### JOB
Output all the data exactly. Pictures do not belong in the copy.

### DATA SUPPLIED
------------------------------------------------------------

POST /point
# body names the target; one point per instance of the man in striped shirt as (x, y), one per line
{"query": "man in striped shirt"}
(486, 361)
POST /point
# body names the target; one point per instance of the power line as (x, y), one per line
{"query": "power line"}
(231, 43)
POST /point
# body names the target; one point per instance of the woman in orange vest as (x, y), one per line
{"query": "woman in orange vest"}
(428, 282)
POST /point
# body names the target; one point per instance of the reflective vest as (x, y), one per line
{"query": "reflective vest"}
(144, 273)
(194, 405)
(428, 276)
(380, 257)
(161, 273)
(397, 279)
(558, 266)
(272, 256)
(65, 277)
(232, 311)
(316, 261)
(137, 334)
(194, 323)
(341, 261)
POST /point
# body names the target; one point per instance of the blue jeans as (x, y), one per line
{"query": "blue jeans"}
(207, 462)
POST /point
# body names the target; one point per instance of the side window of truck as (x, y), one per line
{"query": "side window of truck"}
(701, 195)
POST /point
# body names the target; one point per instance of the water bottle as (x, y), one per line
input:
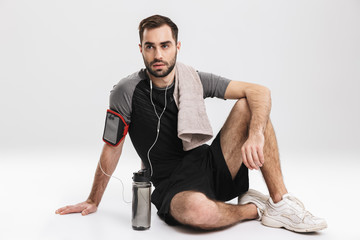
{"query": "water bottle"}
(141, 203)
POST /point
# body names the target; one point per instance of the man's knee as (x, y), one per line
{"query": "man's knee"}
(243, 108)
(194, 209)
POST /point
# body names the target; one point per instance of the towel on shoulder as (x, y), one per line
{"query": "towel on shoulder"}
(194, 127)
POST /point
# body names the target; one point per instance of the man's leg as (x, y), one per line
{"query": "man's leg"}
(196, 210)
(234, 134)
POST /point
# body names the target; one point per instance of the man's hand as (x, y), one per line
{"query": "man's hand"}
(84, 208)
(252, 151)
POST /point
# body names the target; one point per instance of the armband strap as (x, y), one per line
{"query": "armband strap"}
(115, 128)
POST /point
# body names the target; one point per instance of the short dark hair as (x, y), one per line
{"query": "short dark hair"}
(156, 21)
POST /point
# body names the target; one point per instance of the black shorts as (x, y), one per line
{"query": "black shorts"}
(204, 170)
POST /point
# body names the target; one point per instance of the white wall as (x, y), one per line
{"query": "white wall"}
(60, 59)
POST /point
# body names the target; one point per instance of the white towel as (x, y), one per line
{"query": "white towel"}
(194, 127)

------------------------------------------------------------

### REPLY TO THE TASK
POST /point
# body names the target; one point per instance of the man in striped shirt as (x, y), one per line
{"query": "man in striped shirt"}
(486, 361)
POST /point
# body names the target; one point per instance of the power line as (x, y), one per line
{"query": "power line"}
(231, 43)
POST /point
# body names the target; one point per instance of the woman in orange vest as (x, y), one per line
{"query": "woman in orange vest"}
(428, 282)
POST /point
# body names the target; one point per instance of the reflective vest as (x, y), one per line
{"query": "reflective vest"}
(144, 273)
(194, 405)
(428, 276)
(380, 257)
(161, 273)
(397, 279)
(558, 266)
(272, 256)
(65, 277)
(232, 311)
(316, 261)
(137, 334)
(194, 323)
(341, 261)
POST /point
# body names the target; one point per instance of the blue jeans as (x, y), one per line
{"query": "blue jeans"}
(207, 462)
POST /point
# body names the target; one point per instance of the side window of truck as (x, y), one per line
{"query": "side window of truck"}
(701, 195)
POST /point
# body names the target; one point per instance of the water bottle as (x, y), one per line
input:
{"query": "water bottle"}
(141, 203)
POST /point
# body names the target; one point per instance of the man's knee as (x, y), one per line
{"query": "man's knee"}
(243, 108)
(194, 209)
POST /point
# body names the target; one point per instance of the towel on shoulder as (x, y), one per line
{"query": "towel on shoulder"}
(194, 127)
POST /point
# body names the target; one point per instance of the man's leg as (x, y), one per line
{"query": "man's leg"}
(196, 210)
(234, 134)
POST /point
# body names the target; one point per instance of the man's hand as (x, y), one per line
{"query": "man's hand"}
(84, 208)
(252, 151)
POST /point
# body names the target; one point per instance of the armband strap as (x, y), one per line
{"query": "armband strap"}
(115, 128)
POST /point
# body names the target; one point per instance of the short dark hair as (x, y), one per line
{"query": "short dark hair"}
(156, 21)
POST /point
# body names the target; one point per instance of the black shorts as (x, y), one per line
{"query": "black shorts"}
(204, 170)
POST /point
# body names the target; one point per instance of the white wall as (x, y), one per line
{"query": "white wall"}
(60, 59)
POST /point
# body names the target; one point per instance of the white towel as (x, y), one per line
{"query": "white towel"}
(194, 127)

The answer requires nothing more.